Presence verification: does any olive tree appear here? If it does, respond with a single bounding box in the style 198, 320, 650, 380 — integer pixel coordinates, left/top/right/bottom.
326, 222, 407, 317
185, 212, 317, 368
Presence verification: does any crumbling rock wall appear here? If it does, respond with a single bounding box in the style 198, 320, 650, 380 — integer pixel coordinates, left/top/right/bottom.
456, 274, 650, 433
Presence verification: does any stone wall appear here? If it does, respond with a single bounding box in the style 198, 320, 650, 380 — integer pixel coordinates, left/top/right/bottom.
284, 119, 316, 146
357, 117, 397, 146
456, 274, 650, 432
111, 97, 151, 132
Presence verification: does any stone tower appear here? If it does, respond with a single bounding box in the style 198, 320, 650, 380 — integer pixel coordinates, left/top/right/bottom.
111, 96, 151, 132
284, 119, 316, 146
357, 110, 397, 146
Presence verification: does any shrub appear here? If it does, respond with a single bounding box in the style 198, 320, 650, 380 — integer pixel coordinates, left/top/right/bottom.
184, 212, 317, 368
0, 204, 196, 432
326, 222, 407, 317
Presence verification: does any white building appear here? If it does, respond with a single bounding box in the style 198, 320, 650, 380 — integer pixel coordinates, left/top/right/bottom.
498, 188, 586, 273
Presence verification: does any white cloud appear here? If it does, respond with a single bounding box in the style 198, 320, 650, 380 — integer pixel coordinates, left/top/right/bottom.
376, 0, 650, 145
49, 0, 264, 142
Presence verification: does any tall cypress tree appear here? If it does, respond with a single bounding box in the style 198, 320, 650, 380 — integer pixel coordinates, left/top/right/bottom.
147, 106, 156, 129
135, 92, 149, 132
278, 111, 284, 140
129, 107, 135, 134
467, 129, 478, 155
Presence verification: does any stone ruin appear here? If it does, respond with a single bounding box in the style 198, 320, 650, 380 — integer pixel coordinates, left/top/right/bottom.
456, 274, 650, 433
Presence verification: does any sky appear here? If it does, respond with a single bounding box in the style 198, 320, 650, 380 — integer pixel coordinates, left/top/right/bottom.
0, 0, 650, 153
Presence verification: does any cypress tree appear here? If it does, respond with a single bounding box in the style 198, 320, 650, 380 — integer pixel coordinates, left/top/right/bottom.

O QUE SE PEDE.
Reescreva as linhas que vão do início dos itens até a linha que contém "185, 212, 317, 368", inclusive, substituindo "olive tree" por "fig tree" e deixando todo o resto inalterado.

A RESPOSTA.
Presence verification: does any fig tree appear here? If it does, respond with a single bounding box in the style 198, 320, 650, 380 — integer pixel coordinates, left/top/right/bottom.
326, 222, 407, 317
185, 212, 317, 368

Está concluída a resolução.